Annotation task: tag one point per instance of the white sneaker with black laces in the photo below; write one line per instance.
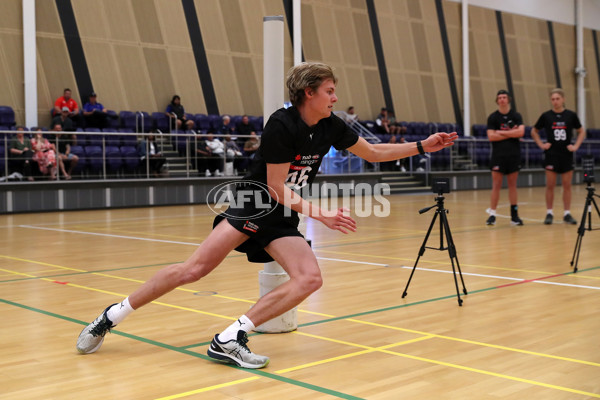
(236, 352)
(91, 337)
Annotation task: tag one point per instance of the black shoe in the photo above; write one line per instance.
(515, 220)
(91, 337)
(568, 219)
(236, 352)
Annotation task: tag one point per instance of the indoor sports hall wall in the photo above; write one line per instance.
(403, 54)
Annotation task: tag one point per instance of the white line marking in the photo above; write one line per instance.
(350, 261)
(108, 235)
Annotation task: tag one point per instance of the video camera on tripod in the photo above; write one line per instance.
(587, 163)
(590, 204)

★ ★ ★ ★ ★ ★ ★

▶ **Instructions to follow**
Each entry is to be returned precisely as it appears, but the pictures are to be dropped.

▶ **Written response**
Annotation task: tag one point per instance of the white sneaker with black laces in the photo below; write one line per instance.
(236, 352)
(91, 337)
Annotation task: tag one point per instance of the black shoe in the photo above; write one line per instance.
(515, 220)
(91, 337)
(568, 219)
(236, 352)
Annotation task: tag one point per instance of the indoor sports hall wall in the photo above; write one line per instance.
(403, 54)
Annotation task: tag one point per instance of the white line marking in the photo above; write one line per instance.
(350, 261)
(108, 235)
Annotation task: tag one point per instance of the video camera on tripod in the photo above; write one line per instance.
(587, 163)
(590, 204)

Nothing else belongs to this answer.